━━ DATA EXCERPTS

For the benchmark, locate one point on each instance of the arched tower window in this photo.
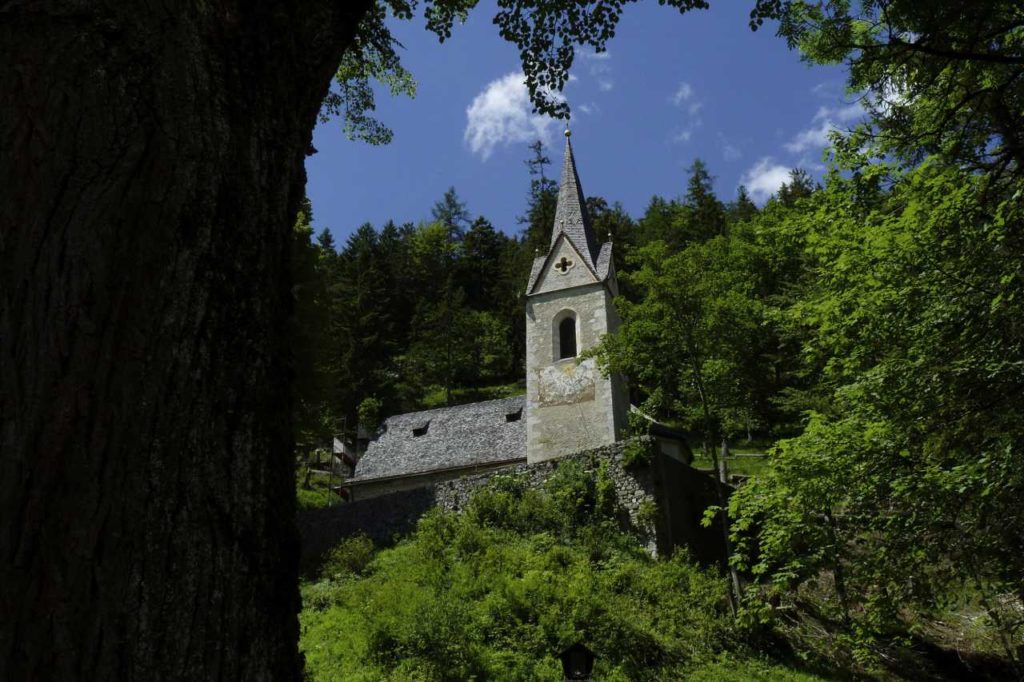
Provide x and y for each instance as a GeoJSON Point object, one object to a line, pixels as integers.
{"type": "Point", "coordinates": [566, 338]}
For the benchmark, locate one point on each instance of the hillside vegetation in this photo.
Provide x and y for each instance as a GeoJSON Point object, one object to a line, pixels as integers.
{"type": "Point", "coordinates": [868, 325]}
{"type": "Point", "coordinates": [497, 592]}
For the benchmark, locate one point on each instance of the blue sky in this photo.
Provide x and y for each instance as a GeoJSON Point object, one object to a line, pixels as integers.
{"type": "Point", "coordinates": [669, 89]}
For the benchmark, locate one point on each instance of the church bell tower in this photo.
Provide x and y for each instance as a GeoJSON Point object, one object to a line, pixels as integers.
{"type": "Point", "coordinates": [569, 406]}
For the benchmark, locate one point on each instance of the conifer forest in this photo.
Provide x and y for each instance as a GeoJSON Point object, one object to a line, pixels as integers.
{"type": "Point", "coordinates": [179, 346]}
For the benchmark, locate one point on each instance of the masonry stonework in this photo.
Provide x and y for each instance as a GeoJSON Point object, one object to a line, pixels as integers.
{"type": "Point", "coordinates": [659, 500]}
{"type": "Point", "coordinates": [569, 405]}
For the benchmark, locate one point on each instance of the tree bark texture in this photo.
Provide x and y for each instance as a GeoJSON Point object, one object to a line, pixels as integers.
{"type": "Point", "coordinates": [151, 168]}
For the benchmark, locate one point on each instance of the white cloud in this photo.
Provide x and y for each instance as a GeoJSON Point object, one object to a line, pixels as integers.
{"type": "Point", "coordinates": [730, 152]}
{"type": "Point", "coordinates": [691, 119]}
{"type": "Point", "coordinates": [810, 138]}
{"type": "Point", "coordinates": [764, 178]}
{"type": "Point", "coordinates": [599, 67]}
{"type": "Point", "coordinates": [502, 114]}
{"type": "Point", "coordinates": [682, 93]}
{"type": "Point", "coordinates": [824, 122]}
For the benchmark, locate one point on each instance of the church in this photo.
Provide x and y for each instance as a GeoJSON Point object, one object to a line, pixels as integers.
{"type": "Point", "coordinates": [569, 407]}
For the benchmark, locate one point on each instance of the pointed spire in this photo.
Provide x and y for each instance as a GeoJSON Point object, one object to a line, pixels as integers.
{"type": "Point", "coordinates": [570, 213]}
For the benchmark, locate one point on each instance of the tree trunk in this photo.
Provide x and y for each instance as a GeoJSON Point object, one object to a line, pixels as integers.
{"type": "Point", "coordinates": [152, 168]}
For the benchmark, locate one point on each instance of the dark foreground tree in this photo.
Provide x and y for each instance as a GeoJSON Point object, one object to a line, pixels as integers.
{"type": "Point", "coordinates": [152, 168]}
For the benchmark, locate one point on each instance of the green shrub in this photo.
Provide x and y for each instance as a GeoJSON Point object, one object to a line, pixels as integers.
{"type": "Point", "coordinates": [349, 557]}
{"type": "Point", "coordinates": [637, 452]}
{"type": "Point", "coordinates": [499, 591]}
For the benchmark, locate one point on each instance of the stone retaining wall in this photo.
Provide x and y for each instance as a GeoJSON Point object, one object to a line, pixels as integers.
{"type": "Point", "coordinates": [659, 501]}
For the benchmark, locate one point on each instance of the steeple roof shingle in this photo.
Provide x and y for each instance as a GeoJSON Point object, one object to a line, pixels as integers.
{"type": "Point", "coordinates": [571, 218]}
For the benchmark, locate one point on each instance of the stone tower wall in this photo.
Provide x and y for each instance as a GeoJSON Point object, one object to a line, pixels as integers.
{"type": "Point", "coordinates": [569, 406]}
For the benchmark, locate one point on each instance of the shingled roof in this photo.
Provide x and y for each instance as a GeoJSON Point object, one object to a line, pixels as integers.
{"type": "Point", "coordinates": [570, 214]}
{"type": "Point", "coordinates": [444, 438]}
{"type": "Point", "coordinates": [572, 220]}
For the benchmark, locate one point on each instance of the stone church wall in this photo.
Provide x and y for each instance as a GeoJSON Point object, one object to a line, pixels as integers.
{"type": "Point", "coordinates": [660, 502]}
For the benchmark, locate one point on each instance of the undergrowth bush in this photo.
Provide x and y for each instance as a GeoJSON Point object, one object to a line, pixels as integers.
{"type": "Point", "coordinates": [499, 591]}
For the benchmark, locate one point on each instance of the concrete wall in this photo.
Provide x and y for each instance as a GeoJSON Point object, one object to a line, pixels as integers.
{"type": "Point", "coordinates": [569, 406]}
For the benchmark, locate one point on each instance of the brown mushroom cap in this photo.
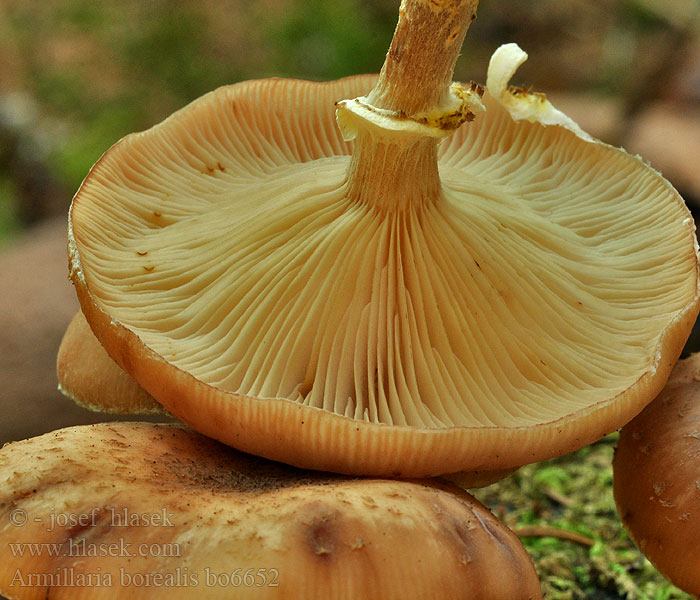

━━━━

Starting with the line that contains "bush in this photo." and continuing through the last of the rows, rewrite each line as a string in a JSON list. Skip blank lines and leave out the pictures.

[
  "For the benchmark, locate one point on each instance of the undergrowth bush in this photo.",
  "Provide x and y for each instance as a GeoJSON Point object, one object to a line, pixels as integers.",
  "{\"type\": \"Point\", \"coordinates\": [499, 591]}",
  "For the benchmark, locate one point on each instance of the concrete wall in this photo.",
  "Provide x and y for each instance as a GeoJSON Point object, one object to a line, pixels as integers.",
  "{\"type\": \"Point\", \"coordinates\": [569, 406]}",
  "For the benchmark, locate one point on each instance of the brown mushroom cap in this photo."
]